> **What the task asks**:
Please filter the entries below and copy every line that contains the word "eyebrow". Matching is case-sensitive.

:: Given records ::

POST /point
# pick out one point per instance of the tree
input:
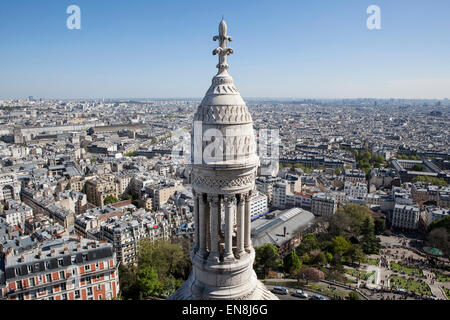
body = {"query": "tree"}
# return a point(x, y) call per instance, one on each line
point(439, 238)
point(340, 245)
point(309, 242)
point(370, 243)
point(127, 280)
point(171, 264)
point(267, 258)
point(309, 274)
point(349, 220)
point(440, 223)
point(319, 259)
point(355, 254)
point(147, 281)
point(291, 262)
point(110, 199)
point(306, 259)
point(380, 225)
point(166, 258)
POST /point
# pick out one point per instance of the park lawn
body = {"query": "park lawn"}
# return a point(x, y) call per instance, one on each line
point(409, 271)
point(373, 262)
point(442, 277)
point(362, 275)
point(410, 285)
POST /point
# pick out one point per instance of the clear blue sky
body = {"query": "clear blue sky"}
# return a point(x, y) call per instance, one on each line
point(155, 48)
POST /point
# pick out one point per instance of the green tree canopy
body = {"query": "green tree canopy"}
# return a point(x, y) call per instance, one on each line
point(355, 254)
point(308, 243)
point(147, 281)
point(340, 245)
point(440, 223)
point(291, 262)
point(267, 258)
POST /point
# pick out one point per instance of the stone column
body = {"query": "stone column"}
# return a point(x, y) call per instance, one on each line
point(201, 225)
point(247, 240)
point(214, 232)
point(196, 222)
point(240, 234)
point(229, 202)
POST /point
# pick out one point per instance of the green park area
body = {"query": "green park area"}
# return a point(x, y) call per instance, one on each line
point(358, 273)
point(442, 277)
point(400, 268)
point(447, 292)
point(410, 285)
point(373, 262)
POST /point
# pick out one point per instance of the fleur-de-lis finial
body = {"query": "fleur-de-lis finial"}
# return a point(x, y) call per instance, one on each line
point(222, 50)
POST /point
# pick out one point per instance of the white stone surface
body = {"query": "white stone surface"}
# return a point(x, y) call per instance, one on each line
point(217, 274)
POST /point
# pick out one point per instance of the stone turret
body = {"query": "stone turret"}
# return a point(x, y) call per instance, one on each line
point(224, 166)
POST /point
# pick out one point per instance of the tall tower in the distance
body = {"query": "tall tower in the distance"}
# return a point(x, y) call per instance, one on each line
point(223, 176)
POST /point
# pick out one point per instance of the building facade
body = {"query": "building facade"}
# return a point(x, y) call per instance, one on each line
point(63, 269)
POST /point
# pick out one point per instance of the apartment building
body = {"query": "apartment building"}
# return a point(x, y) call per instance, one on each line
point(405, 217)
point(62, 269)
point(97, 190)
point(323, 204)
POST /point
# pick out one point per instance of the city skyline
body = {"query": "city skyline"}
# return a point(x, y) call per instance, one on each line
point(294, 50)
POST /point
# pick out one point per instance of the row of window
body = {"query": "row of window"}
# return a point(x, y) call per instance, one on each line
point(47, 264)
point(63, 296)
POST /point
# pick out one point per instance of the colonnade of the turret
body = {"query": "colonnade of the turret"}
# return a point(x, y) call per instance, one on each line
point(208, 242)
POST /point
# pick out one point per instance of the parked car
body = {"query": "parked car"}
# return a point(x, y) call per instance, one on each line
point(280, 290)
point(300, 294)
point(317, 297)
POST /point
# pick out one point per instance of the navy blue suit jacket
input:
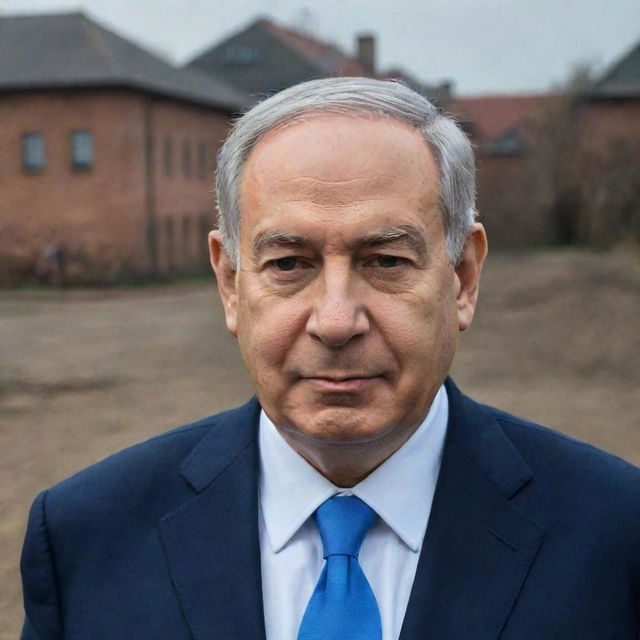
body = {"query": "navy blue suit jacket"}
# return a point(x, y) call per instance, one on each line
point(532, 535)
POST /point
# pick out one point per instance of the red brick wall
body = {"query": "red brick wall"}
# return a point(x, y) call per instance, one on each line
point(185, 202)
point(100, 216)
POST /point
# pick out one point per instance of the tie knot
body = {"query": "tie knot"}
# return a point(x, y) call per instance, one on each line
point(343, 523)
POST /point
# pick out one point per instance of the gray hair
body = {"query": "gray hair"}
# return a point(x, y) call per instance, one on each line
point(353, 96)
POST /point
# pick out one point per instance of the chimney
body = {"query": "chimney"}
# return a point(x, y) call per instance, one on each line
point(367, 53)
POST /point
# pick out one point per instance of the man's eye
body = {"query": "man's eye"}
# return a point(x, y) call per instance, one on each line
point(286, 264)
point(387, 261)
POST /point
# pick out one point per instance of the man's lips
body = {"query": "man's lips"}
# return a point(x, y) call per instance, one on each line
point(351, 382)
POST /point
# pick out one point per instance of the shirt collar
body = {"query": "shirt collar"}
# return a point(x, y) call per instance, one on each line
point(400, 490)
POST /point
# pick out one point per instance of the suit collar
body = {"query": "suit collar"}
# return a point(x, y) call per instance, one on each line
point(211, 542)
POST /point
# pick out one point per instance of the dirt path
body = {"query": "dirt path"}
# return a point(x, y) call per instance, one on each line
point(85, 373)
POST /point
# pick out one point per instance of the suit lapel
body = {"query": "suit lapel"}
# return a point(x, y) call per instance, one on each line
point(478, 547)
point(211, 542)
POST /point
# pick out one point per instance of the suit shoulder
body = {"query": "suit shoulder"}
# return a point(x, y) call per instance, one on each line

:::
:: Given records ::

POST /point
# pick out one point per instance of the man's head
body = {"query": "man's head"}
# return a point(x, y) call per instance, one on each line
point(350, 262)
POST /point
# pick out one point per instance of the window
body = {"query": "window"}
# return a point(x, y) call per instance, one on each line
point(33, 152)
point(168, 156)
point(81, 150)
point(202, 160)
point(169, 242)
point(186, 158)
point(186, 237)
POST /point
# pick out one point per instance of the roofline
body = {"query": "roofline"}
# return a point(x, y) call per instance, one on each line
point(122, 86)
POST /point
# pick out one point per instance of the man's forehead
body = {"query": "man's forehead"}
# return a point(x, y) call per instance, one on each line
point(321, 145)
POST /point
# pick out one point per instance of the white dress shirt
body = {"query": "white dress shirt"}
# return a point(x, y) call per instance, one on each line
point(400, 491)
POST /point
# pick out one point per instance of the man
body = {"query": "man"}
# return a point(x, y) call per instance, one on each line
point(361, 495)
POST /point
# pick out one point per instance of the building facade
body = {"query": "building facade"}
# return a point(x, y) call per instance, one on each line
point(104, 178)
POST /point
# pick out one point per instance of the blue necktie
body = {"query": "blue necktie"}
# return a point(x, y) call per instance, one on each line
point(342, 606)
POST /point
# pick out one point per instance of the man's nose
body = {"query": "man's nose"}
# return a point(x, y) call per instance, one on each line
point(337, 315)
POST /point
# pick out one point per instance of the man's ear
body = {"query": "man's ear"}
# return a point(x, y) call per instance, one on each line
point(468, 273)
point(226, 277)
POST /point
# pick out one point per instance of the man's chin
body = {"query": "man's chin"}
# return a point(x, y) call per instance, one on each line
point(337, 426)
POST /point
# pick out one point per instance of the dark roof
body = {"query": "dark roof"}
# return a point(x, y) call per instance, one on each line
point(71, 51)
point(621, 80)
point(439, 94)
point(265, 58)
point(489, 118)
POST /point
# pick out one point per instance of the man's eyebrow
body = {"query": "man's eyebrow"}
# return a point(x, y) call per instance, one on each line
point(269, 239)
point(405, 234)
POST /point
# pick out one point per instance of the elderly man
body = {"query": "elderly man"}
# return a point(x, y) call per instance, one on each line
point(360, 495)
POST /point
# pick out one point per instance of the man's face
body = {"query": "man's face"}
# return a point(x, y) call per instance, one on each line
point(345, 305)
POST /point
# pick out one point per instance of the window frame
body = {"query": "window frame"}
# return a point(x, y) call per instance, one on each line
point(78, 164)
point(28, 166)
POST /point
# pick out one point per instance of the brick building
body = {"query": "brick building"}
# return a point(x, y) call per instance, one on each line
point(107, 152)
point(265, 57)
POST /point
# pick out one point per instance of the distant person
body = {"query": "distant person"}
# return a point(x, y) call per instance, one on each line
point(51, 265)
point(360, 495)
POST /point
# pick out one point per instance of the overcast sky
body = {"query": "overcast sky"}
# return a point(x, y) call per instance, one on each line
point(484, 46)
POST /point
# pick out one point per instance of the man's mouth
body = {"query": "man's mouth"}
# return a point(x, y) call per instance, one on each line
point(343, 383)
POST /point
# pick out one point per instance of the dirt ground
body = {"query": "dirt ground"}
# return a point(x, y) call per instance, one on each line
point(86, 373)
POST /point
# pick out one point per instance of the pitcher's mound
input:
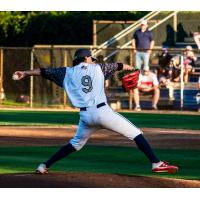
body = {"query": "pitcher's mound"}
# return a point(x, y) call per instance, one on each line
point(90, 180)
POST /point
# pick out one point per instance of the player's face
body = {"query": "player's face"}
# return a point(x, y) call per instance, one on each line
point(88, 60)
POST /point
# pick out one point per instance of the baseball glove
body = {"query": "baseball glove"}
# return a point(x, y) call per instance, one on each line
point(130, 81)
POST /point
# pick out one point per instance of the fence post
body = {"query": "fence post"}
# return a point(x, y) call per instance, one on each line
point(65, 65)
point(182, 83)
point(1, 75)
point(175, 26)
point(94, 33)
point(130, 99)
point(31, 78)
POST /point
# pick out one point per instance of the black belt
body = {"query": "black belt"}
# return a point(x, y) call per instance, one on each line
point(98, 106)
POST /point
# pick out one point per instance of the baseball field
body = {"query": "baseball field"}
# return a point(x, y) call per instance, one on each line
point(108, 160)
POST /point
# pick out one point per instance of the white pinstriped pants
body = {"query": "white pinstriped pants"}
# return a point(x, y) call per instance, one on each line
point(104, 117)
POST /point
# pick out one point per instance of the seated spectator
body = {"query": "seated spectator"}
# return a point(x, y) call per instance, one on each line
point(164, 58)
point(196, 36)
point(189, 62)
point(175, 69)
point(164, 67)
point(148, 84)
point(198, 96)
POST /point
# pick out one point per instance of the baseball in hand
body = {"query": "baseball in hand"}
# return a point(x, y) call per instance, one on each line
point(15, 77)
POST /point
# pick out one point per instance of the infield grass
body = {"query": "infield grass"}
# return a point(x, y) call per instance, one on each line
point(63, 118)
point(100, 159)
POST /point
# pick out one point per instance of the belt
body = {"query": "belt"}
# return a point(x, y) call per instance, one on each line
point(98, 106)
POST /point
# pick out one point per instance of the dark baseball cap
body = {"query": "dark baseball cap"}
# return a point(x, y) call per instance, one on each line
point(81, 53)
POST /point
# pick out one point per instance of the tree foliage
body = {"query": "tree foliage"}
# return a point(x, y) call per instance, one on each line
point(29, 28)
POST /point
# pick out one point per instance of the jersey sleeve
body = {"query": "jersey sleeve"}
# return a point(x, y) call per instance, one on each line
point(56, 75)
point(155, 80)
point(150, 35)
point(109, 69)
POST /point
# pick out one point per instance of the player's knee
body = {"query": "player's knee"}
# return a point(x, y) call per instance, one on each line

:::

> **Solution below**:
# pick out one point per instance of the man's eyebrow
body = {"query": "man's eyebrow"}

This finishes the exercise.